(Beginning of READING PASSAGE)

Ron Fineman, a longtime California broadcast journalist and author of the Los Angeles television-insider “On the Record” website, died Saturday at Henry Mayo Newhall Memorial Hospital in Santa Clarita after a lengthy battle with colon cancer. He was 54.
Fineman, who grew up in Los Angeles, chronicled the progress of the disease on his website -- ronfineman.com -- along with regular updates on local television news, seasoned with unforgiving assessments of what he considered to be less-than- professional performances. The website’s tone made it a controversial thorn to L.A. television personalities, but Fineman’s semiweekly updates were must-reads for those in the broadcasting business.
“As far as I’m concerned, I’m leaving this world having contributed something important, and I hope people remember me for that,” Fineman said in a telephone interview Dec. 21, shortly after he was removed from a respirator at the hospital. “Some people were angry with what I wrote; some people took it in stride, and professionally. The real pros looked at the content of what I wrote and realized there was merit to what I was saying.”
Fineman said he was most satisfied when he was able to expose hypocrisy or conflicts of interest among journalists.
“He was like the conscience of television news reporting,” said Don Barrett, a friend who runs the website LARadio.com. “If he felt something wasn’t exactly the way it should be -- pronunciations, approaches, leaving parts of the stories in or out that didn’t belong -- he would point that out.”
The focus on hard news over fluff that infused Fineman’s website reflected his own journalism career, which included a stint managing a news division at a Bakersfield television station and freelance work for KNX-AM (1070) radio in Los Angeles -- a five-year gig he lost in 2002, he said, after a posting on his website upset managers.

(End of READING PASSAGE)
(Beginning of RECORDED INFORMATION)

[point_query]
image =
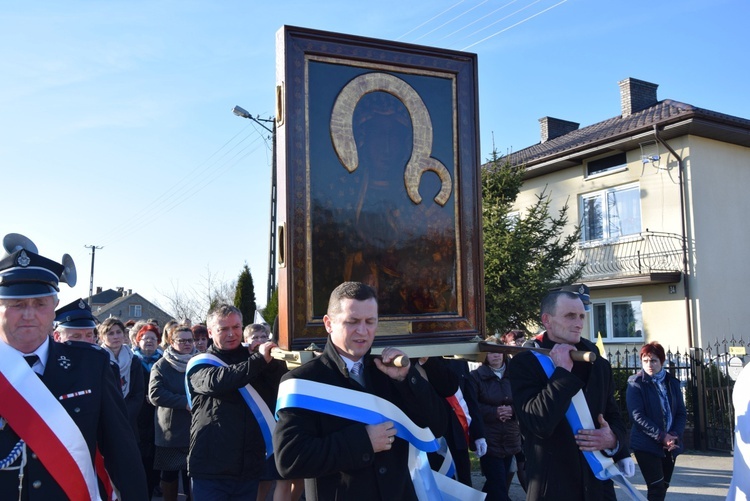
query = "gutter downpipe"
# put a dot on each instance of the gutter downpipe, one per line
(685, 265)
(699, 432)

(End of RECORDED INFORMATION)

PARTS OF THE EXERCISE.
**a.** According to the obituary of Ron Fineman, at which hospital did he die?
**b.** Resume the obituary of Ron Fineman from the point where it stops.

ANSWERS TO THE EXERCISE.
**a.** Henry Mayo Newhall Memorial Hospital in Santa Clarita

**b.**
“He never backed down from a fight,” said Diane Thompson, a longtime friend and former colleague at KNX. “He was very tenacious, especially when he thought a TV station had really taken a downturn and gone the tabloid route.”
Fineman was particularly harsh over conflicts of interest, but he also teed off on marketing ploys, such as trotting out female on-air newscasters in revealing clothing.
“He had a kind of high standard for what television news should be,” said Kevin Roderick, whose website laobserved.com fills a similar watchdog role for local print media. “He was kind of old-fashioned in his tastes. He didn’t like ‘happy talk,’ a lot of banter between the anchors. He definitely did not appreciate women who dressed in anything other than very professional on stage.”
Rosalie Fox, an Associated Press radio reporter who worked with Fineman in the early 1980s in Bakersfield, saw him as a blend of news reporter and commentator. He won three Golden Mike awards for commentary, most recently in 2001 for work at KPCC-FM (89.3) in Pasadena.
“Ron always wanted to do more than report,” Fox said. “He compared and critiqued coverage, forcing readers to step back from their stories and think. He let no one slide.”
She described Fineman as a virtual mentor on ethics.
“I find when I read” Fineman’s postings, she said, “I’m inspired to do a better job. I hope the site remains up forever.”
Fineman was born in Los Angeles and attended Fairfax High School and West L.A. College before earning a history degree from UCLA in 1974.
After several years as a disc jockey in Lompoc and Arroyo Grande, he joined KNTB-AM, then a Bakersfield talk radio station, in 1981, and later moved to KERN-AM in Bakersfield and KQXR-FM. He returned to the Los Angeles area briefly, then moved into television at KERO-TV in Bakersfield, where he remained until the mid-1990s before again moving back to Los Angeles.
Fineman began working part-time for KNX in 1997, and also did occasional commentaries for KPCC.
He is survived by his wife, Christy Knorr, a news producer at KCAL-TV Channel 9; a son, James Fineman of Bakersfield; and a brother, Ken Fineman of Santa Ana.